§ Task goal
Could you reproduce the listing below line for line, with every character unchanged?
>> BEGIN
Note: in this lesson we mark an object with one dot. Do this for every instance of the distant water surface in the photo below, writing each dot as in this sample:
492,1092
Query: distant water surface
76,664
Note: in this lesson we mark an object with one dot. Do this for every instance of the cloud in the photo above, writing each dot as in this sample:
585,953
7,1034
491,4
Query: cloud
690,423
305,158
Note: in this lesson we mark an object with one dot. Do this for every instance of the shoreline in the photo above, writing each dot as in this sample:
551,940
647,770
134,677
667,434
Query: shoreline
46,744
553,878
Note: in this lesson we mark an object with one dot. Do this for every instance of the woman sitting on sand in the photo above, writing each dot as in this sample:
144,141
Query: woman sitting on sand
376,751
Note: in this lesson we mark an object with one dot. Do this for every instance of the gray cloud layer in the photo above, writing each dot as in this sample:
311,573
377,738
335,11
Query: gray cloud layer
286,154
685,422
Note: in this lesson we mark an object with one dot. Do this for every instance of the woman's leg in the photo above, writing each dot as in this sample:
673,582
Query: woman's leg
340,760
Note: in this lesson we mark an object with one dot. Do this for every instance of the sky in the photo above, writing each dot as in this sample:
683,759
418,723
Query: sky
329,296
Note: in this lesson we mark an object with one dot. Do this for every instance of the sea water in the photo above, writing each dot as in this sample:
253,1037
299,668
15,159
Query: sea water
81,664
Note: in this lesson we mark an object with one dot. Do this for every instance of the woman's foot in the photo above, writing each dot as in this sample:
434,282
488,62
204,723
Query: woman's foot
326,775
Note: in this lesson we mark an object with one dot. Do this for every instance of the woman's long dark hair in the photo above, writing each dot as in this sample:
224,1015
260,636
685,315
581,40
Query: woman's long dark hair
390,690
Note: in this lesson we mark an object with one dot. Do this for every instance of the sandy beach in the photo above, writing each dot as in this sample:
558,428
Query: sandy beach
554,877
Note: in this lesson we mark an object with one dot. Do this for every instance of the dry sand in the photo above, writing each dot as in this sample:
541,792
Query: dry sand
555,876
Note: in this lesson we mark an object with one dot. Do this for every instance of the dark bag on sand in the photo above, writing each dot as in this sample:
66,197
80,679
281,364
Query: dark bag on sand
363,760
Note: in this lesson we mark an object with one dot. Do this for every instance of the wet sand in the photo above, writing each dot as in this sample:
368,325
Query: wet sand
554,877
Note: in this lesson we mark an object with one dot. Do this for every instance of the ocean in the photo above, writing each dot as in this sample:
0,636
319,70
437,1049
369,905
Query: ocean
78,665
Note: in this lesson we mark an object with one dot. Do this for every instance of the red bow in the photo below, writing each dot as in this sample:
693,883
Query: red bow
>> END
§ Answer for the task
Note: in this lesson we mark an object with one dot. Do this for every instance of the distant water surface in the photo below, writing each dot as in this sample:
492,1092
Query: distant water surface
76,664
Note: in this lesson we mark an object with one dot. Do this for every instance of the cloud in the photo above, writing each dot as in this sample:
585,953
7,1034
491,4
Query: cloud
690,423
305,158
Note: in this lesson we mark an object with one dot. Do this for every instance of the shoreline in the photo above, writing each dot as in this sample:
551,940
647,770
134,677
667,434
Query: shoreline
46,744
553,878
Note: in this lesson we mark an object with one dot. Do this for every instance of the woman sitting on sand in the photo above, writing each dot as in this sample:
144,141
Query: woman sitting on sand
376,751
Note: in this lesson we mark an object with one dot. Do this for every instance of the gray cloud layer in the photo above, writing each dot as in this sample:
311,573
377,738
335,11
Query: gray cloud layer
286,154
685,422
Note: in this lesson we mark an object with one dot. Do this for every instance of the woman's leg in the photo above, writing each dot as in this sample:
673,582
Query: woman's leg
340,760
Note: in this lesson we mark an object with one dot. Do this for every instance of the sky in the photo above, writing each dot as in this sample:
683,759
418,723
Query: sky
329,296
Note: in this lesson we mark an object with one dot. Do this for every instance of the sea water in the photo above, writing each dot as in this sample:
253,1037
299,668
15,159
Query: sea water
81,664
Note: in this lesson we mark an object with one dot. Do this for every instance of the woman's foot in the photo above, writing each dot as in this sample:
434,282
488,62
204,723
Query: woman's foot
326,775
Note: in this lesson we mark an object with one dot. Do this for every instance of the woman's long dark hair in the photo above, writing each dot as in this sample:
224,1015
260,636
685,315
581,40
Query: woman's long dark hair
390,690
Note: in this lesson we mark an object with one dot. Do this for every instance of the sandy beach in the photo above, writing each dot as in this sample:
558,428
Query: sandy beach
554,877
Note: in this lesson we mark an object with one dot. Do this for every instance of the dry sand in the photo above, writing each dot as in this sample:
541,792
Query: dry sand
555,876
Note: in this lesson we mark an object with one dot. Do this for every instance of the dark bag on sand in the photo above, writing each dot as in this sample:
66,197
80,679
281,364
Query: dark bag on sand
363,760
Note: in this lesson we mark an object with one dot. Do this for every instance of the wet sand in the photo above, writing each dot as in this sample:
368,325
Query: wet sand
554,877
Note: in this lesson we mark an object with one dot. Do this for every instance of the ocean in the photo above, writing each dot as in this sample:
0,636
319,70
437,1049
369,905
Query: ocean
78,665
Note: in this lesson we mark an object with one dot. Do this for every instance of the red bow in the photo below, writing each dot as in this sample:
693,883
Query: red bow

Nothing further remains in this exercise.